START Data excerpts

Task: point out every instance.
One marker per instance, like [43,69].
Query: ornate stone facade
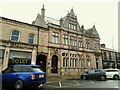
[61,47]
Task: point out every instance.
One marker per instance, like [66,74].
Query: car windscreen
[31,69]
[36,69]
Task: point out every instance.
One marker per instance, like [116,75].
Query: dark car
[19,76]
[97,74]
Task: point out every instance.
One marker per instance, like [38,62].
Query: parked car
[20,76]
[112,73]
[97,74]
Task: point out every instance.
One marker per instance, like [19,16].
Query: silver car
[112,73]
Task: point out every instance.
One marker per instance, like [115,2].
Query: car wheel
[102,78]
[116,77]
[84,78]
[19,84]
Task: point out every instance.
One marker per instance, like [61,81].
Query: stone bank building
[62,47]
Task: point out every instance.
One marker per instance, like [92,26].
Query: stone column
[34,55]
[6,58]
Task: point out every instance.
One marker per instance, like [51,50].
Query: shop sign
[19,61]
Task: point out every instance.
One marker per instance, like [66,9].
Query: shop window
[1,56]
[55,37]
[15,36]
[31,38]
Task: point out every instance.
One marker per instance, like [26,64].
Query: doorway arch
[41,60]
[54,64]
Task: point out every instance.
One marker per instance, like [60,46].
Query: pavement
[59,78]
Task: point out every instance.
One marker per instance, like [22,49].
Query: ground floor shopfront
[17,53]
[68,62]
[111,64]
[54,61]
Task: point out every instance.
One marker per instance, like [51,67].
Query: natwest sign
[19,61]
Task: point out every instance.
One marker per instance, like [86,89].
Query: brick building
[110,57]
[61,47]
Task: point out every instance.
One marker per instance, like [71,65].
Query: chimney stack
[43,12]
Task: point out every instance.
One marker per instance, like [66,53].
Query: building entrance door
[54,64]
[41,60]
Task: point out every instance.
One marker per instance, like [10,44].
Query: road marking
[51,81]
[91,81]
[60,84]
[116,86]
[76,82]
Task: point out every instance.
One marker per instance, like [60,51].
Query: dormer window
[15,36]
[72,26]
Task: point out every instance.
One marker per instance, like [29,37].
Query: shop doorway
[97,63]
[41,60]
[54,64]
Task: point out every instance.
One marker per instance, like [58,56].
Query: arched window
[15,36]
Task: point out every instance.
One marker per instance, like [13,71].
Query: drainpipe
[37,40]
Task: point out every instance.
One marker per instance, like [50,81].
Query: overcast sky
[102,13]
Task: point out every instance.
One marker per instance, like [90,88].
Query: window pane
[31,38]
[15,35]
[14,38]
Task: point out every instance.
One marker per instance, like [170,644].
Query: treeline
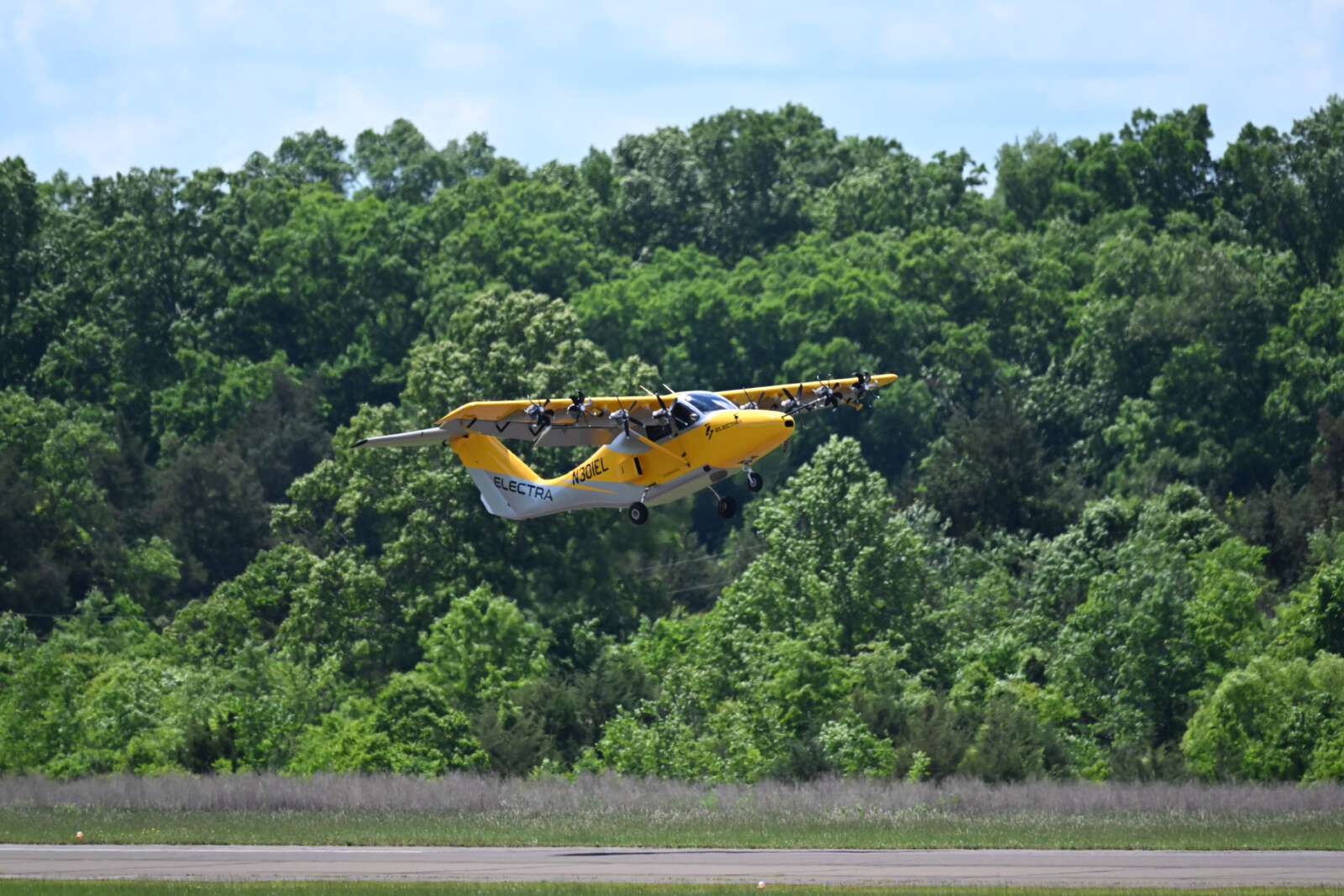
[1093,531]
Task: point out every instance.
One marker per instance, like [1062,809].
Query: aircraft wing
[511,419]
[774,398]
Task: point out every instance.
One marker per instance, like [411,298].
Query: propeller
[541,417]
[662,414]
[580,406]
[827,396]
[624,418]
[864,385]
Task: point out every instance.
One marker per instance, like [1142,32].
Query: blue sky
[97,87]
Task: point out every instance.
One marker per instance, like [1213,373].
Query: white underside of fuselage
[517,499]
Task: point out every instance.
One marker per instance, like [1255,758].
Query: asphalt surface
[998,867]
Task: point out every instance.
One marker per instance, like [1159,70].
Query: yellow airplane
[654,448]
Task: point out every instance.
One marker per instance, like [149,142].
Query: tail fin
[508,486]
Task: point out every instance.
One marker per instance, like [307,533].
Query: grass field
[356,888]
[1037,831]
[612,812]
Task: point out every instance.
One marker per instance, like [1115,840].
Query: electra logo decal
[711,430]
[526,490]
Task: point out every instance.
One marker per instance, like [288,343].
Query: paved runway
[998,867]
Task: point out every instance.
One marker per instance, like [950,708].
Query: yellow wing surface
[503,417]
[549,421]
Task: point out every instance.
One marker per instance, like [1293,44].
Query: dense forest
[1095,531]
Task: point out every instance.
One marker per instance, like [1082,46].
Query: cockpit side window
[683,414]
[709,402]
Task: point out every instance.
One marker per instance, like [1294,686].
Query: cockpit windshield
[709,402]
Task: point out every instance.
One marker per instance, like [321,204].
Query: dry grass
[633,797]
[475,810]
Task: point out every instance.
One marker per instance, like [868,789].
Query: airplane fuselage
[627,470]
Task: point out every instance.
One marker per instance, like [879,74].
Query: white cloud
[107,144]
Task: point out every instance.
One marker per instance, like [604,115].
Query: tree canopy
[1095,530]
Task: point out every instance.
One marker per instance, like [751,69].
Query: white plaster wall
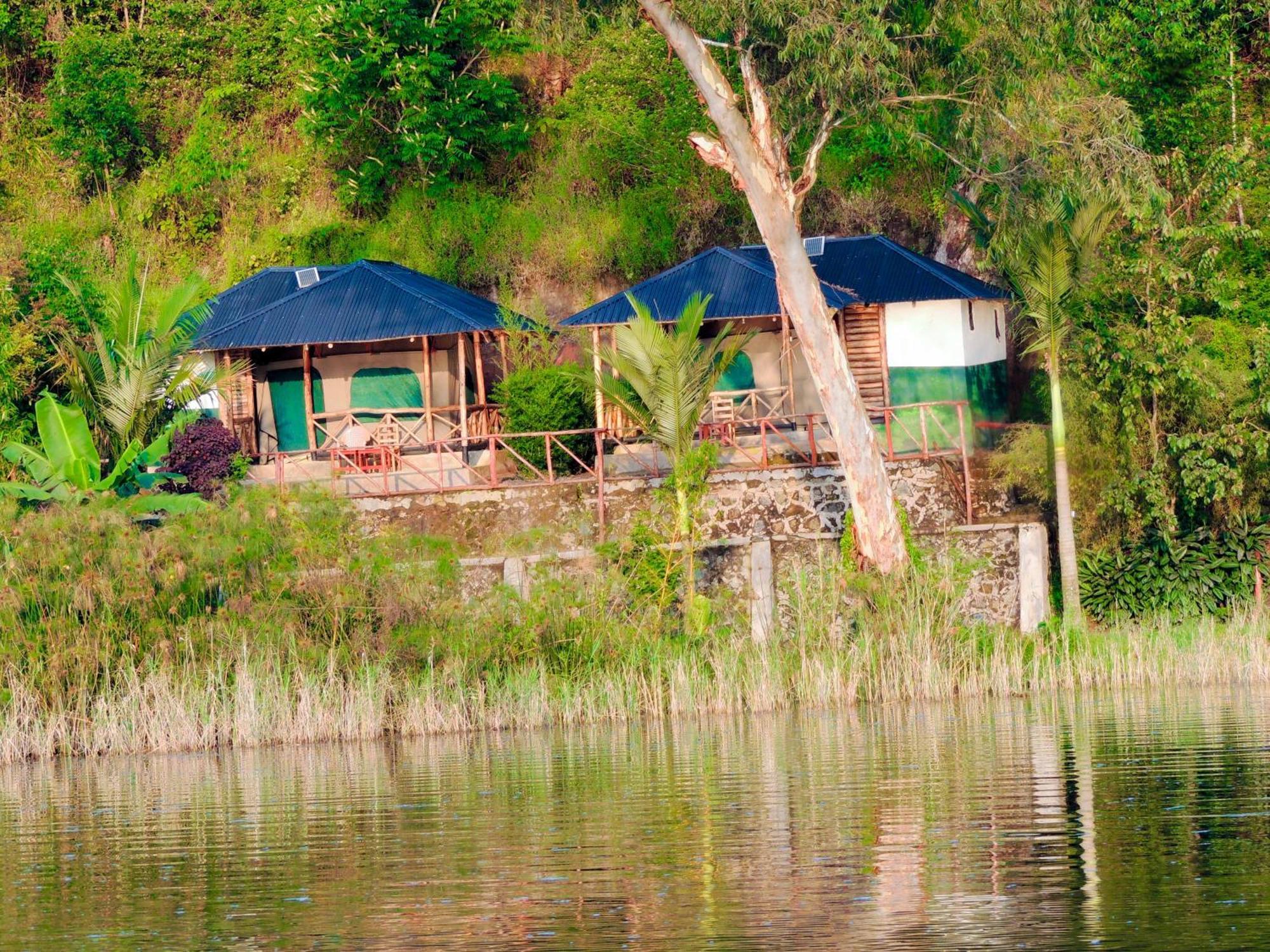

END Data excerpts

Exercise details » Could the data above be returned in full, exactly, with every image left out?

Result for this exercise »
Task: point out every instance.
One marker per instance, like [43,69].
Query: ornate stone facade
[61,47]
Task: point out every instance.
One marker per instance, like [66,74].
Query: car windscreen
[31,69]
[36,69]
Task: point out every instance.
One marker per instance, like [116,75].
Query: dark car
[19,76]
[97,74]
Task: point out every instance.
One marker per instance, like [38,62].
Query: parked car
[20,76]
[112,73]
[97,74]
Task: point out every instance.
One marker per instance, like [19,16].
Query: silver car
[112,73]
Task: point out every instance.
One marker per instance, like [115,2].
Query: car wheel
[102,78]
[116,77]
[84,78]
[19,84]
Task: point out every instance.
One marker per instance, like [61,81].
Query: stone bank building
[62,47]
Task: point out every instance.
One marker per instance, like [92,26].
Query: stone column
[34,55]
[6,58]
Task: point out every instance.
One marker per instance, like [51,50].
Query: shop sign
[19,61]
Task: point out every instance.
One marker per instance, like [66,9].
Query: shop window
[1,56]
[55,37]
[15,36]
[31,38]
Task: point out every instance.
One marker per instance, like [26,64].
Query: doorway arch
[41,60]
[54,64]
Task: point out every instance.
One marker per instance, like [60,46].
Query: pavement
[59,78]
Task: point out every instance.
One marker per instance, like [22,49].
Query: ground floor shopfront
[17,53]
[68,62]
[111,64]
[54,61]
Task: point out every instance.
One marker per instance, like [51,67].
Query: natwest sign
[19,61]
Task: point out every instance.
One marker per instance, like [86,89].
Query: brick building
[110,57]
[61,47]
Task: point out every instance.
One marker per instance, like [71,65].
Query: chimney stack
[43,12]
Task: point out every instance.
One marker per instance, like [66,53].
Query: building entrance door
[54,64]
[41,60]
Task: point out every instance.
One marker per instance, like [10,44].
Query: road marking
[51,81]
[91,81]
[60,84]
[116,86]
[76,82]
Task: point out every instance.
One marker per instance, like [60,51].
Query: dormer window
[15,36]
[72,26]
Task: point out every instance.
One marker per instance, like [29,37].
Query: shop doorway
[97,63]
[41,60]
[54,64]
Task: point out every instance.
One marker per instance, like [58,56].
Query: arched window
[15,36]
Task: point out every instance.
One marker per instance, like [13,71].
Query: drainpipe
[37,40]
Task: point out every instance.
One marker per instance, like [50,81].
Query: overcast sky
[102,13]
Task: point out every instance.
One marker per instance, like [90,88].
Query: window pane
[31,38]
[15,35]
[14,38]
Task: point out every instance.
One marker per instance, like [170,644].
Query: treeline
[1093,531]
Task: point out every instance.
One marker per instance, like [1062,809].
Query: aircraft wing
[511,419]
[774,398]
Task: point out every instance.
One marker per instance, like [411,298].
Query: propeller
[541,417]
[662,414]
[580,406]
[827,396]
[624,418]
[864,385]
Task: point out every instance.
One marker per instance, like [1142,32].
Query: blue sky
[97,87]
Task: point out every instance.
One marker per instance, like [1213,373].
Query: white underside of fuselage
[517,499]
Task: point out every instance.
One marker per instance, like [1255,758].
Query: asphalt surface
[998,867]
Task: point out every instance.
One marker per instance, like [1159,70].
Query: yellow airplane
[654,448]
Task: point out every instance.
One marker per instance, like [149,142].
Query: tail fin
[508,486]
Task: point out every instance.
One marker per instance, like [307,533].
Query: grass field
[356,888]
[1037,831]
[612,812]
Task: point out every instance.
One marker per instance, like [1115,840].
Query: electra logo decal
[711,430]
[526,490]
Task: point out every instance.
One marker per instance, like [288,343].
Query: paved runway
[998,867]
Task: point out every instance.
One marker per instance, like [950,708].
Query: yellow wing surface
[503,417]
[549,421]
Task: point out every instance.
One marker per instance, like [1293,44].
Query: dense forest
[1095,531]
Task: point out every instance.
One marker per instance, like [1082,46].
Query: cockpit side window
[683,414]
[709,402]
Task: point out every instance.
One marker per instance, like [1294,686].
Query: cockpit windshield
[709,402]
Task: point out every instance.
One marker per instance, like [321,204].
Query: dry grass
[633,797]
[475,810]
Task: point out every instance.
One marker per instance, like [868,789].
Query: airplane fuselage
[627,470]
Task: point out every instance.
One marker per instance, like [879,74].
Query: white cloud
[107,144]
Task: point out every instance.
One marker per instance, like [604,115].
Query: tree canopy
[1095,530]
Task: point out every instance.
One marker per instance, like [751,69].
Query: white plaster wall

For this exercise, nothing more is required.